Beauty aside, we have great friends that live there, a wonderful camaraderie with fellow work campers who have volunteered with us for the last five years, beautiful beaches and emerald clear water, miles and miles of hiking trails through mature pine forests, and also great restaurants.  The park is 1,600 acres and has nearly 25 miles of hiking and biking trails.  And if that isn’t enough there are four other state parks within 20 miles and thousands of acres to roam in Point Washington State Forest.

Betsy fulfilled most of our volunteer commitment (24 hours/week) as a tram driver in the park.  The job is great especially if you like talking to visitors who are usually in very happy moods as they are either going to or coming from the beach.  Betsy driving the tram and talking with guests most of the time left me time to make a little money.  A friend was in the throes of opening a new restaurant (Blue Mabel Smokehouse and Provisions) so I put on my apron and sharpened my knives.  The restaurant is a smokehouse with an Asian flare tossed in.  The food was fun and creative and expanded my culinary horizons.  I love food and being in a professional kitchen and exposed to new dishes and ingredients really inspires me. 


We joined other Topsail volunteers for a tour of a local brewery (Grayton Beer Company) after which some of us inquired about volunteering.  The taproom manager told us they could do better and actually hire part-time help year-round so myself and two other volunteers signed up right away.  Not only are you paid for the hours you work but you get to take home a case (or sometimes two) of beer after bottling, are allowed to drink while working, and beers in the taproom are free.  Where else is it acceptable to crack open a beer at 10 am. while on the job working?

◆ ◆ ◆ ◆ ◆ ◆ ◆

# [Set exercise A]
Decide whether each statement agrees with the volunteering text. For each, answer yes or no and quote the text's deciding words exactly. (i) The park covers 1,600 acres. (ii) Betsy spent most of her volunteer hours cooking in a restaurant kitchen. (iii) Part-time workers pay for the beers they drink in the taproom.
# [Set exercise B]
Transcribe the part of the volunteering text starting with "Betsy fulfilled most" and going on through "really inspires me.".

◆ ◆ ◆ ◆ ◆ ◆ ◆

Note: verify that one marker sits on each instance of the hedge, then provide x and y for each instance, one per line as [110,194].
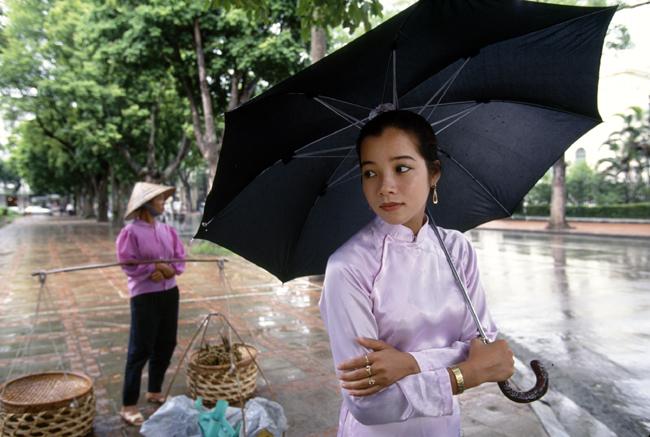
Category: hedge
[627,210]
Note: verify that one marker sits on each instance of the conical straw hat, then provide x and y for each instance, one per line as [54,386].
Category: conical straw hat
[142,193]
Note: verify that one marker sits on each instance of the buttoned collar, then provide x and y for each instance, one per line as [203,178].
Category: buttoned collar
[138,222]
[401,232]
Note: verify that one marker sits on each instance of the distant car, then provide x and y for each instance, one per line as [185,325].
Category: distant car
[35,209]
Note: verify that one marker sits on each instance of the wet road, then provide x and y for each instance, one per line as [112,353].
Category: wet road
[582,305]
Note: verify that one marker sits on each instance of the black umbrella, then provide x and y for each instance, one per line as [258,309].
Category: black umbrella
[508,85]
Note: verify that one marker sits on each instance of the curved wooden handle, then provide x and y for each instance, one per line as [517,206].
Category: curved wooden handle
[535,393]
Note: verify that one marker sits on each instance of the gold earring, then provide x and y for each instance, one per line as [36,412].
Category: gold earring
[434,197]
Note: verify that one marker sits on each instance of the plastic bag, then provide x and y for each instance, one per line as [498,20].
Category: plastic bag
[261,414]
[178,417]
[214,423]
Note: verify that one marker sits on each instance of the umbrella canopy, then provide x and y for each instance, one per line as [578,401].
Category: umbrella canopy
[506,85]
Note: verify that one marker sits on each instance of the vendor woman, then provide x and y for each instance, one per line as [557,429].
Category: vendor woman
[153,294]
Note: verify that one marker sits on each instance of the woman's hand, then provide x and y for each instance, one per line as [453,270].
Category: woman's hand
[166,270]
[492,362]
[157,276]
[385,366]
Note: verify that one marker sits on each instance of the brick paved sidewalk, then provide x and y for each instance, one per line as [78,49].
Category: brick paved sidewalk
[86,328]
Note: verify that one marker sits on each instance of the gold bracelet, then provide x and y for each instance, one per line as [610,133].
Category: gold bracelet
[460,381]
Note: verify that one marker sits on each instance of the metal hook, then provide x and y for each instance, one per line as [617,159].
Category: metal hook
[539,389]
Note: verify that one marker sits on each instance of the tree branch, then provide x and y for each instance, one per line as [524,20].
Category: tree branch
[151,146]
[67,146]
[196,118]
[129,159]
[182,152]
[208,115]
[624,6]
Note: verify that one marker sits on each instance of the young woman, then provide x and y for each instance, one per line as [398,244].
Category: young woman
[153,291]
[402,339]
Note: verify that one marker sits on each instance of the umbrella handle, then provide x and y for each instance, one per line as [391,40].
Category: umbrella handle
[535,393]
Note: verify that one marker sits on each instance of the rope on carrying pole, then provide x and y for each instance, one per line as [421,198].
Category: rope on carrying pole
[125,263]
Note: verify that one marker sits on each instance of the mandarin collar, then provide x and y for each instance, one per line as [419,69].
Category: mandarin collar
[139,222]
[401,232]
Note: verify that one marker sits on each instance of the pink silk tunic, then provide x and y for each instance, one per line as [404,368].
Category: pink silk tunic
[387,283]
[143,241]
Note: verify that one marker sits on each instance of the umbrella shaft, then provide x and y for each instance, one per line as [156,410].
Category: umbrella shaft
[461,284]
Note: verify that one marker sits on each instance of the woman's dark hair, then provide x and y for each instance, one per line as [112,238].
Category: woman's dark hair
[409,122]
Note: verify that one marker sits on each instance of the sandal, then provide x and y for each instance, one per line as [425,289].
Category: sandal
[134,419]
[156,399]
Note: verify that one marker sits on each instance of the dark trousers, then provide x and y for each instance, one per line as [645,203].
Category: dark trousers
[154,322]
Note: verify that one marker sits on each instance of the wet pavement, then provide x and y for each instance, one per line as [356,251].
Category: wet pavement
[580,306]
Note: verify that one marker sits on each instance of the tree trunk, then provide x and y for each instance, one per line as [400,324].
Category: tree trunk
[89,202]
[318,44]
[557,219]
[117,210]
[101,194]
[184,176]
[208,143]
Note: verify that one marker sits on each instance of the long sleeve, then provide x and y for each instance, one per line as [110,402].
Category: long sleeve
[127,250]
[346,308]
[465,260]
[179,252]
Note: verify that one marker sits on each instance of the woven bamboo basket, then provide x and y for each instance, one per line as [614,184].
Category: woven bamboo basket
[218,382]
[58,404]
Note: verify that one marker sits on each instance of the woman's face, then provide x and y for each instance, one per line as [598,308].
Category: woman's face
[158,203]
[395,178]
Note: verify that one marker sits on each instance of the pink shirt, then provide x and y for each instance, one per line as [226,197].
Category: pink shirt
[387,283]
[143,241]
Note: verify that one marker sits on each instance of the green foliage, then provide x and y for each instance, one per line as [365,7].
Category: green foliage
[581,184]
[349,14]
[9,172]
[540,194]
[208,248]
[631,162]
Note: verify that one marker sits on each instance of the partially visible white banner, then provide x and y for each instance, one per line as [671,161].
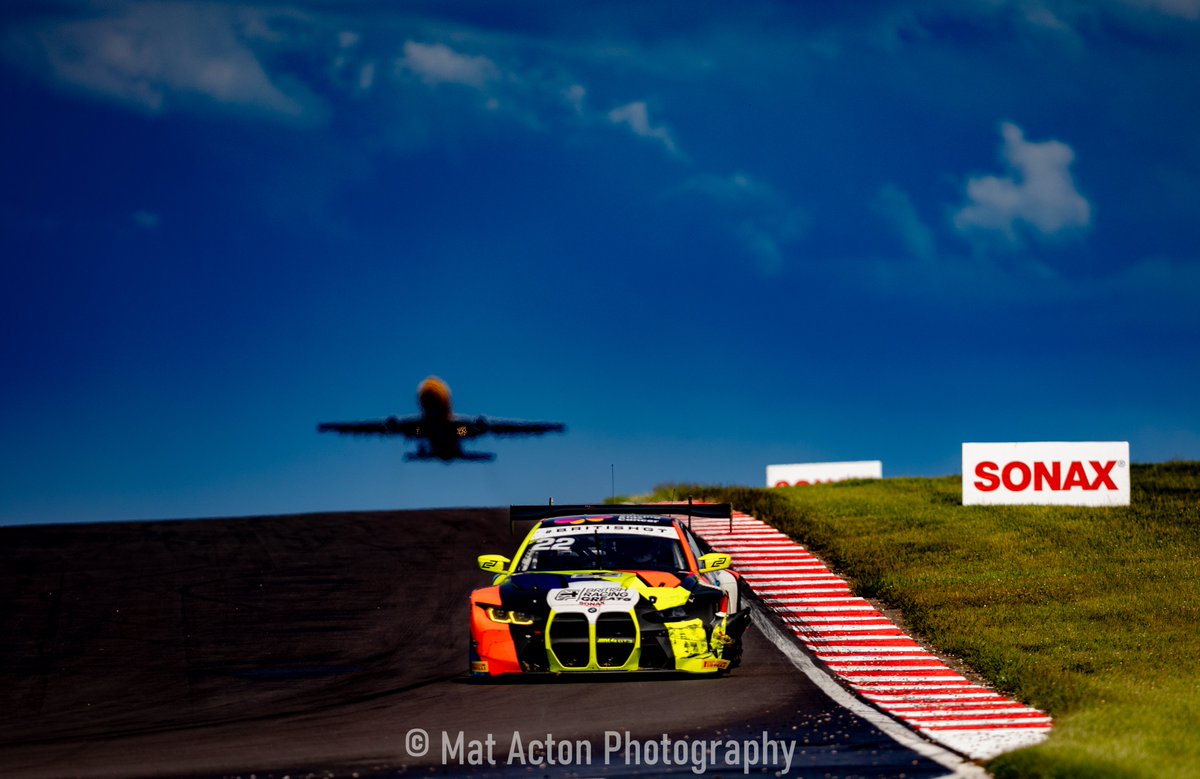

◆ ◆ ◆ ◆ ◆ ◆ ◆

# [Exercise result A]
(i) Yes: "The park is 1,600 acres"
(ii) No: "Betsy fulfilled most of our volunteer commitment (24 hours/week) as a tram driver in the park."
(iii) No: "beers in the taproom are free"

# [Exercise result B]
Betsy fulfilled most of our volunteer commitment (24 hours/week) as a tram driver in the park.  The job is great especially if you like talking to visitors who are usually in very happy moods as they are either going to or coming from the beach.  Betsy driving the tram and talking with guests most of the time left me time to make a little money.  A friend was in the throes of opening a new restaurant (Blue Mabel Smokehouse and Provisions) so I put on my apron and sharpened my knives.  The restaurant is a smokehouse with an Asian flare tossed in.  The food was fun and creative and expanded my culinary horizons.  I love food and being in a professional kitchen and exposed to new dishes and ingredients really inspires me.